Problems and tasks:
a) Retype the part of the article on murine roseolovirus and Alzheimer's disease starting with "Studies over the" and going on through "elsewhere (Komaroff 2020).".
b) Answer these questions from the article on murine roseolovirus and Alzheimer's disease.
(i) Which herpesvirus does most of the evidence on brain infection in Alzheimer's disease involve?
(ii) At which institution did the investigators who studied the hypothesis in mice work?
(iii) At what age were the mice sacrificed when no increased deposition of Aß was found?
c) Carry on the article on murine roseolovirus and Alzheimer's disease, starting after its last sentence.

Murine roseolovirus (MRV) infection experiments are only partially supportive of role of HHV-6A/B in Alzheimer’s disease

Plaques of amyloid-ß (Aß), and tangles of tau protein, are central features of the pathology of Alzheimer’s disease (AD). Furthermore, Aß and tau both are neurotoxic.  In recent years, it has become clear that neuroinflammation also is central to the pathology of AD. But what generates the neuroinflammation?

Studies over the past 20 years have suggested that persistent herpesvirus infection of the brain may be one cause of neuroinflammation in AD.  Most of the evidence involves herpes simplex virus-1 (Itzhaki 2020), although some studies have incriminated other herpesviruses, particularly Epstein-Barr virus, varicella-zoster virus, HHV-6A/B and HHV-7. The evidence for HHV-6A/B and HHV-7, however, has not been widely replicated, as reviewed elsewhere (Komaroff 2020).

In addition, it has been reported that Aß is an antimicrobial peptide that is upregulated in response to infection and inhibits acute infections (Eimer 2018). Thus, a chronic viral infection (like HHV-6A/B or HHV-7) could trigger long-term, low-level production of Aß: in short, the production of Aß may protect the brain from an acute infection but Aß is itself neurotoxic and its ongoing chronic production may therefore lead to neurodegeneration. Thus, the hypothesis: herpesvirus infection of the brain could lead to neuroinflammation, leading to chronic production of Aß, which then leads to neurodegeneration.

Since murine roseolovirus (MRV) is highly related to HHV-6A/B, investigators at Washington University examined this hypothesis in mice. They inoculated very young wild-type mice and mice engineered to overproduce Aß with MRV, both peripherally and in the brain.

Even peripheral inoculation subsequently resulted in chronic brain infection. Acute infection of the brain led to activation of glial cells and the production of tau. As previously reported, experiments in vitro found that Aß interacted with viral particles and reduced viral replication as well as MRV-associated disease.

However, when the mice were sacrificed at 6 months, there was no evidence of increased deposition of Aß. Moreover, they did not find that 6-week old mice had increase Aß deposition. Thus, the first steps of the hypothesis that MRV infects the brain and induces neuroinflammation were supported. However, the critical last step—the increased or accelerated deposition of Aß—was not.

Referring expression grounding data
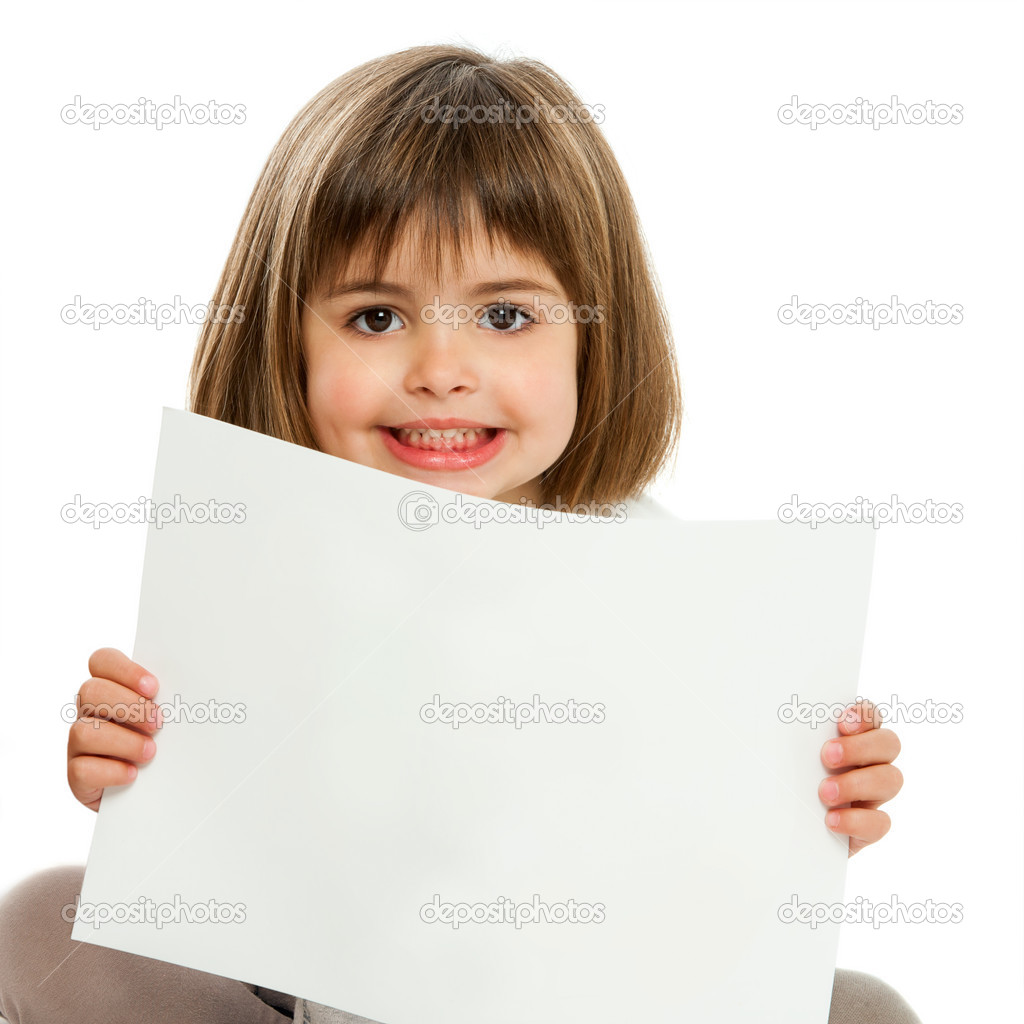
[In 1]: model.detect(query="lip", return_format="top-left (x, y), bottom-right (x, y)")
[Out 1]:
top-left (377, 420), bottom-right (508, 470)
top-left (388, 417), bottom-right (493, 430)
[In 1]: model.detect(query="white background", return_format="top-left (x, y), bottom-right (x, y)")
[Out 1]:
top-left (0, 0), bottom-right (1024, 1024)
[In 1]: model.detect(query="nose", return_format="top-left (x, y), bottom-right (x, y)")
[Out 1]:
top-left (406, 323), bottom-right (480, 398)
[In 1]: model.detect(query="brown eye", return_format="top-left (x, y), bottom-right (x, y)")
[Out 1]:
top-left (483, 302), bottom-right (536, 333)
top-left (347, 306), bottom-right (401, 334)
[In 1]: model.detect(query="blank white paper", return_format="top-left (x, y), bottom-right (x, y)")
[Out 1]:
top-left (72, 409), bottom-right (874, 1024)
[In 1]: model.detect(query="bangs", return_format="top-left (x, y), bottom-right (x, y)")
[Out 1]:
top-left (300, 66), bottom-right (603, 301)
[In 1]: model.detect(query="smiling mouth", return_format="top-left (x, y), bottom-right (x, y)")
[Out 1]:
top-left (386, 427), bottom-right (498, 453)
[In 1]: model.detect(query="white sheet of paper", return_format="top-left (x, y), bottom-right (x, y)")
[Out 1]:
top-left (72, 409), bottom-right (874, 1024)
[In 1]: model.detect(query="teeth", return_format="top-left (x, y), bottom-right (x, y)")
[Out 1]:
top-left (397, 427), bottom-right (487, 449)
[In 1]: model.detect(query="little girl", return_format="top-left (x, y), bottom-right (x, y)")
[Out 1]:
top-left (0, 45), bottom-right (918, 1024)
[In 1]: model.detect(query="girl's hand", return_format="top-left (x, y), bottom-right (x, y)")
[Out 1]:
top-left (68, 647), bottom-right (160, 811)
top-left (818, 700), bottom-right (903, 857)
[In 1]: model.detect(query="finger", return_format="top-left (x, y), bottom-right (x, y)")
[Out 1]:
top-left (825, 807), bottom-right (892, 856)
top-left (77, 679), bottom-right (161, 733)
top-left (68, 757), bottom-right (138, 810)
top-left (818, 764), bottom-right (903, 808)
top-left (821, 729), bottom-right (900, 771)
top-left (89, 647), bottom-right (160, 697)
top-left (68, 718), bottom-right (157, 762)
top-left (839, 697), bottom-right (882, 736)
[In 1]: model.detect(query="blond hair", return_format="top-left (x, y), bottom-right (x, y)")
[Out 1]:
top-left (188, 45), bottom-right (682, 504)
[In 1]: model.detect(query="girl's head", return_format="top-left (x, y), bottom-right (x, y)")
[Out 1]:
top-left (189, 45), bottom-right (681, 505)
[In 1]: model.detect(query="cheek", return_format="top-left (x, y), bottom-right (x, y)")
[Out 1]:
top-left (515, 337), bottom-right (578, 430)
top-left (306, 348), bottom-right (380, 440)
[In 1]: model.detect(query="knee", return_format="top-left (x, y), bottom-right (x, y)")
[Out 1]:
top-left (828, 968), bottom-right (921, 1024)
top-left (0, 866), bottom-right (85, 1022)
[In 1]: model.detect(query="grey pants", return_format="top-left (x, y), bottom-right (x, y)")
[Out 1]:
top-left (0, 866), bottom-right (921, 1024)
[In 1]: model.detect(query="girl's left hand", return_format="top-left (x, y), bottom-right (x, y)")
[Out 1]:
top-left (818, 700), bottom-right (903, 857)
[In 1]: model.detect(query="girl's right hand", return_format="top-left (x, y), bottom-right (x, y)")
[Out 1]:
top-left (68, 647), bottom-right (160, 811)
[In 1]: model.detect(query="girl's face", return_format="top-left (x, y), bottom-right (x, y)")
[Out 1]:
top-left (301, 219), bottom-right (578, 504)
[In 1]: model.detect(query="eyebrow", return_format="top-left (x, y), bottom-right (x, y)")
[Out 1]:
top-left (324, 278), bottom-right (561, 302)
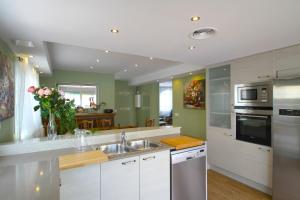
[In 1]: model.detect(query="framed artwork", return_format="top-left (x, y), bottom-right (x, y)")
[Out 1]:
top-left (183, 79), bottom-right (205, 109)
top-left (0, 52), bottom-right (15, 121)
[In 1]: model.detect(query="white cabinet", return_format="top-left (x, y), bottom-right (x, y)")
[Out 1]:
top-left (60, 164), bottom-right (100, 200)
top-left (101, 156), bottom-right (140, 200)
top-left (140, 151), bottom-right (170, 200)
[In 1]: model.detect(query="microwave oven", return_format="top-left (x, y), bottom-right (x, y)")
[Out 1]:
top-left (234, 82), bottom-right (273, 109)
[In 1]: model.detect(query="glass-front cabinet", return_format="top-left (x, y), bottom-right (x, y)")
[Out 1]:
top-left (208, 65), bottom-right (231, 129)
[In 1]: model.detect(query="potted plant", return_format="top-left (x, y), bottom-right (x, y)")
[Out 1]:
top-left (28, 86), bottom-right (76, 139)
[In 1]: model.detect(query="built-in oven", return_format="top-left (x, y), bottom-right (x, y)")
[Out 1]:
top-left (236, 113), bottom-right (272, 146)
top-left (234, 82), bottom-right (273, 146)
top-left (234, 82), bottom-right (273, 108)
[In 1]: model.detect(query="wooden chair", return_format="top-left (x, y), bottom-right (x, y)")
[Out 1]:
top-left (96, 119), bottom-right (112, 130)
top-left (145, 119), bottom-right (155, 127)
top-left (78, 120), bottom-right (94, 129)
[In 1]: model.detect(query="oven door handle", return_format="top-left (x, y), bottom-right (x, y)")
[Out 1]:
top-left (238, 115), bottom-right (268, 119)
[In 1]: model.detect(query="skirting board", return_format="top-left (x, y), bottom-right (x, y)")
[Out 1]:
top-left (207, 165), bottom-right (272, 195)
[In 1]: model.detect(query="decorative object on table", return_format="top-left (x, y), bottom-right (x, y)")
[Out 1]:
top-left (104, 109), bottom-right (114, 113)
top-left (76, 106), bottom-right (84, 113)
top-left (183, 80), bottom-right (205, 109)
top-left (0, 52), bottom-right (15, 121)
top-left (28, 86), bottom-right (76, 139)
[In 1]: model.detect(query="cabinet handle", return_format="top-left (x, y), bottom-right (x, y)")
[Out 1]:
top-left (257, 75), bottom-right (271, 78)
top-left (143, 156), bottom-right (155, 161)
top-left (258, 147), bottom-right (271, 152)
top-left (122, 160), bottom-right (136, 165)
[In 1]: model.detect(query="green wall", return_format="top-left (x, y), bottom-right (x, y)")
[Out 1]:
top-left (137, 83), bottom-right (159, 127)
top-left (40, 70), bottom-right (115, 109)
top-left (173, 74), bottom-right (206, 139)
top-left (115, 80), bottom-right (136, 126)
top-left (0, 39), bottom-right (15, 142)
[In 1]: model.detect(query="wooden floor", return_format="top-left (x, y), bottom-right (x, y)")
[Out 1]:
top-left (207, 170), bottom-right (272, 200)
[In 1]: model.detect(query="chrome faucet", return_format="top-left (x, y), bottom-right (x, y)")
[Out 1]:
top-left (121, 131), bottom-right (126, 151)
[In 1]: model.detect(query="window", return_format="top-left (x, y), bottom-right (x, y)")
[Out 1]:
top-left (58, 85), bottom-right (97, 108)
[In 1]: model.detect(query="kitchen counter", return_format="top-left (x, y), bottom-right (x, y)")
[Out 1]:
top-left (0, 137), bottom-right (171, 200)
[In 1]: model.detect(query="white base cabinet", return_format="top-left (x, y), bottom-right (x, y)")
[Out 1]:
top-left (101, 156), bottom-right (140, 200)
top-left (140, 151), bottom-right (170, 200)
top-left (60, 164), bottom-right (100, 200)
top-left (60, 150), bottom-right (171, 200)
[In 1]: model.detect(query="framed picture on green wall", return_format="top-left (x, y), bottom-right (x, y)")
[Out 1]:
top-left (183, 79), bottom-right (205, 109)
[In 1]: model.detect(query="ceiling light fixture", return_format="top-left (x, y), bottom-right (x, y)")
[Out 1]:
top-left (191, 16), bottom-right (200, 22)
top-left (189, 46), bottom-right (196, 50)
top-left (110, 28), bottom-right (119, 33)
top-left (189, 27), bottom-right (216, 40)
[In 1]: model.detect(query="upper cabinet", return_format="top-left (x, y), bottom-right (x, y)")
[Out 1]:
top-left (208, 65), bottom-right (231, 129)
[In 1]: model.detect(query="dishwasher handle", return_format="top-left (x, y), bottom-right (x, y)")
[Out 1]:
top-left (171, 148), bottom-right (206, 164)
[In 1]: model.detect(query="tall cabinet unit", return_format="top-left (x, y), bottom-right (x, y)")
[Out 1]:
top-left (207, 65), bottom-right (235, 170)
top-left (209, 65), bottom-right (231, 129)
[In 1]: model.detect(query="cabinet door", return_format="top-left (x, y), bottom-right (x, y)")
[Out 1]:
top-left (140, 150), bottom-right (170, 200)
top-left (101, 156), bottom-right (139, 200)
top-left (207, 127), bottom-right (237, 173)
top-left (60, 164), bottom-right (100, 200)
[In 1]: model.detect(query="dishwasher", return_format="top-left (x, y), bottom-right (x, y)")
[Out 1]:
top-left (171, 145), bottom-right (207, 200)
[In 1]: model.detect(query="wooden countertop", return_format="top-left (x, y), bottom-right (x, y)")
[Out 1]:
top-left (160, 136), bottom-right (204, 150)
top-left (59, 150), bottom-right (108, 170)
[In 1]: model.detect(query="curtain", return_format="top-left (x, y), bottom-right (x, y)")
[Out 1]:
top-left (15, 62), bottom-right (43, 140)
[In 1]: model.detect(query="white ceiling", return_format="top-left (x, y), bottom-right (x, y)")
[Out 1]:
top-left (0, 0), bottom-right (300, 83)
top-left (48, 43), bottom-right (179, 80)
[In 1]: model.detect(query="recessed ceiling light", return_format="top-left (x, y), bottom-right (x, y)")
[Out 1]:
top-left (189, 27), bottom-right (216, 40)
top-left (191, 16), bottom-right (200, 22)
top-left (110, 28), bottom-right (119, 33)
top-left (189, 46), bottom-right (196, 50)
top-left (15, 40), bottom-right (35, 48)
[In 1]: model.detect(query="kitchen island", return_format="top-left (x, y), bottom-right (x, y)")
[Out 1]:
top-left (0, 128), bottom-right (179, 200)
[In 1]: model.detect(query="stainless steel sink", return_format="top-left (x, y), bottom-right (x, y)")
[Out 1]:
top-left (127, 139), bottom-right (160, 150)
top-left (96, 143), bottom-right (134, 155)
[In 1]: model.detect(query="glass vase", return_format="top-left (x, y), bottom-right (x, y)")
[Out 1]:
top-left (47, 112), bottom-right (57, 139)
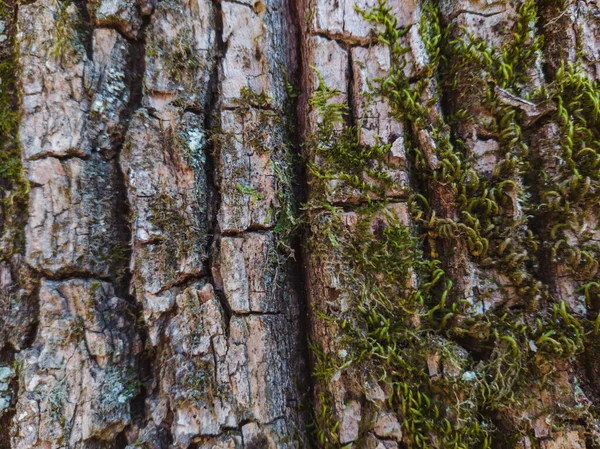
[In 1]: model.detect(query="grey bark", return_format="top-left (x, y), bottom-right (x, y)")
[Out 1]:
top-left (0, 0), bottom-right (600, 449)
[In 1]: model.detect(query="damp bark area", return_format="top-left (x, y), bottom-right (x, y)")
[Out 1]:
top-left (0, 0), bottom-right (600, 449)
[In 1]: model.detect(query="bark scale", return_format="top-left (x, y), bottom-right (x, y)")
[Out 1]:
top-left (0, 0), bottom-right (600, 449)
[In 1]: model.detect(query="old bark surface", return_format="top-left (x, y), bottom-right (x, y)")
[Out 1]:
top-left (0, 0), bottom-right (600, 449)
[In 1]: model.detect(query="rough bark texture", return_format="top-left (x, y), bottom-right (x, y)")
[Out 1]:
top-left (0, 0), bottom-right (600, 449)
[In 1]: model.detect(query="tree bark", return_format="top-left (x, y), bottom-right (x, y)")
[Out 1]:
top-left (0, 0), bottom-right (600, 449)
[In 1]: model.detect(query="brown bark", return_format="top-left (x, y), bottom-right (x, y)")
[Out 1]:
top-left (0, 0), bottom-right (600, 449)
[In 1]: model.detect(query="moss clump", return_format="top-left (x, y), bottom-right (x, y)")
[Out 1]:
top-left (309, 0), bottom-right (600, 448)
top-left (0, 2), bottom-right (29, 260)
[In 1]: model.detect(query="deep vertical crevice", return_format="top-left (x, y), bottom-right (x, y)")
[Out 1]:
top-left (204, 0), bottom-right (227, 328)
top-left (113, 11), bottom-right (153, 438)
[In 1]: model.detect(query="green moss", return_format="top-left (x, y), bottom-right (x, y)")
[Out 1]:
top-left (0, 2), bottom-right (29, 260)
top-left (309, 0), bottom-right (600, 448)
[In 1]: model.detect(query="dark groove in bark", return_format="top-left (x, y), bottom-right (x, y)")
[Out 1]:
top-left (115, 12), bottom-right (153, 442)
top-left (204, 0), bottom-right (232, 338)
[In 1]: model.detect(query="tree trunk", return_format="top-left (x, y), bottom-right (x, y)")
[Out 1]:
top-left (0, 0), bottom-right (600, 449)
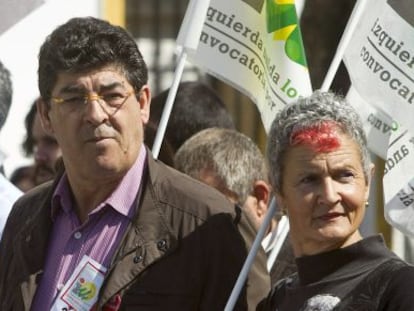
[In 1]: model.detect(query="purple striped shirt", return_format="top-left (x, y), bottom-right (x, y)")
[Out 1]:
top-left (31, 146), bottom-right (146, 311)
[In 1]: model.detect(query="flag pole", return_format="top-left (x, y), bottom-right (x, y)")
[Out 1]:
top-left (152, 0), bottom-right (210, 158)
top-left (267, 216), bottom-right (289, 272)
top-left (224, 197), bottom-right (276, 311)
top-left (152, 49), bottom-right (187, 159)
top-left (321, 0), bottom-right (367, 92)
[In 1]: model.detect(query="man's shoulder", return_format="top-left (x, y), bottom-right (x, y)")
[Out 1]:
top-left (150, 161), bottom-right (235, 222)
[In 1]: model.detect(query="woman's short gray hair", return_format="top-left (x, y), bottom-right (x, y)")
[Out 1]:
top-left (266, 91), bottom-right (371, 191)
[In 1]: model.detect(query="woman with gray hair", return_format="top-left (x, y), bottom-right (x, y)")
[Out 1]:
top-left (258, 91), bottom-right (414, 311)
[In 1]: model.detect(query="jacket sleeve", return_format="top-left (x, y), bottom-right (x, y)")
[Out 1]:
top-left (378, 265), bottom-right (414, 311)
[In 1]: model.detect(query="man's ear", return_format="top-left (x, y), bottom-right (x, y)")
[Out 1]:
top-left (36, 97), bottom-right (54, 135)
top-left (137, 84), bottom-right (151, 125)
top-left (253, 180), bottom-right (271, 217)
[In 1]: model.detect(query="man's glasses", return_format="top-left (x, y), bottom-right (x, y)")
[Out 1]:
top-left (51, 90), bottom-right (134, 114)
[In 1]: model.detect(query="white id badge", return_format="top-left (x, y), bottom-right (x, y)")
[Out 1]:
top-left (50, 255), bottom-right (106, 311)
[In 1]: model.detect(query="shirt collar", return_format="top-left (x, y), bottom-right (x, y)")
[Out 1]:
top-left (52, 145), bottom-right (147, 219)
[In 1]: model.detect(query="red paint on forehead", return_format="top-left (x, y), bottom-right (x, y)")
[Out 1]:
top-left (290, 122), bottom-right (341, 152)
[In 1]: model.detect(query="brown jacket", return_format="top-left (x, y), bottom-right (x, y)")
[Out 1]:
top-left (0, 156), bottom-right (268, 311)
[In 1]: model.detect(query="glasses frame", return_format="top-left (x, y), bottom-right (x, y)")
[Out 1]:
top-left (51, 90), bottom-right (136, 115)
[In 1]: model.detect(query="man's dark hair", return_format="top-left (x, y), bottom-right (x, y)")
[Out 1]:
top-left (38, 17), bottom-right (148, 102)
top-left (0, 62), bottom-right (13, 129)
top-left (146, 81), bottom-right (235, 152)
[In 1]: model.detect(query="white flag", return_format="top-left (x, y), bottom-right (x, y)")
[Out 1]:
top-left (177, 0), bottom-right (312, 131)
top-left (0, 0), bottom-right (44, 34)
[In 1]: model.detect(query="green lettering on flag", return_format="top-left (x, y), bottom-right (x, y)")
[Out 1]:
top-left (266, 0), bottom-right (307, 67)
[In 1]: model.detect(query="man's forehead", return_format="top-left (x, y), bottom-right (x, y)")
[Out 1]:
top-left (54, 66), bottom-right (128, 92)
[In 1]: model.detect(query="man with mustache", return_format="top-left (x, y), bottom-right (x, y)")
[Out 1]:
top-left (0, 17), bottom-right (266, 311)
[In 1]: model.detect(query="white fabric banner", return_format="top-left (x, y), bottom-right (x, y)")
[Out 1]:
top-left (177, 0), bottom-right (312, 131)
top-left (344, 0), bottom-right (414, 237)
top-left (344, 0), bottom-right (414, 136)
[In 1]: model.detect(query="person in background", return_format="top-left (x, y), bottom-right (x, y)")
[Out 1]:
top-left (9, 165), bottom-right (36, 192)
top-left (145, 81), bottom-right (235, 166)
top-left (174, 128), bottom-right (296, 288)
top-left (0, 17), bottom-right (255, 311)
top-left (10, 99), bottom-right (62, 192)
top-left (0, 62), bottom-right (22, 238)
top-left (258, 91), bottom-right (414, 311)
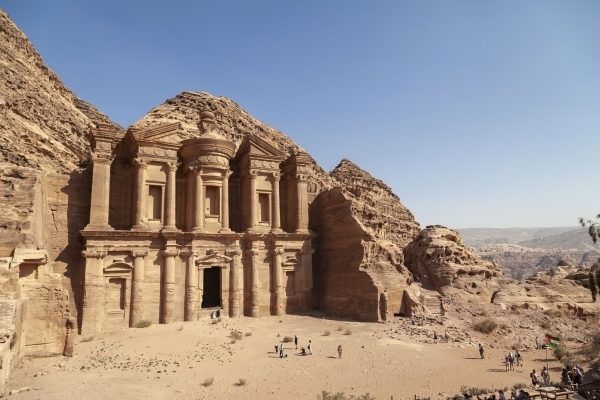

Per-task answers:
a)
Studies over the past 20 years have suggested that persistent herpesvirus infection of the brain may be one cause of neuroinflammation in AD.  Most of the evidence involves herpes simplex virus-1 (Itzhaki 2020), although some studies have incriminated other herpesviruses, particularly Epstein-Barr virus, varicella-zoster virus, HHV-6A/B and HHV-7. The evidence for HHV-6A/B and HHV-7, however, has not been widely replicated, as reviewed elsewhere (Komaroff 2020).

b)
(i) Herpes simplex virus-1
(ii) Washington University
(iii) 6 months

c)
The investigators then examined human tissue: brains from 350 people with AD and 31 healthy control subjects. Using RNA-seq to screen for a very large number of microbes, including HHV-6A/B and HHV-7, they found no evidence of increased microbial sequences in people with AD than in controls, as shown in Figure 1.

Figure 1 – HHV-6A and HHV-6B viral abundance between Alzheimer’s disease (AD) and controls (CO) and corresponding P-values.

Thus, the mouse roseolovirus studies provide some support for the possibility that roseolovirus infection could be one trigger of AD, but fail to provide support for the critical last step in the hypothesis: the increased deposition of Aß.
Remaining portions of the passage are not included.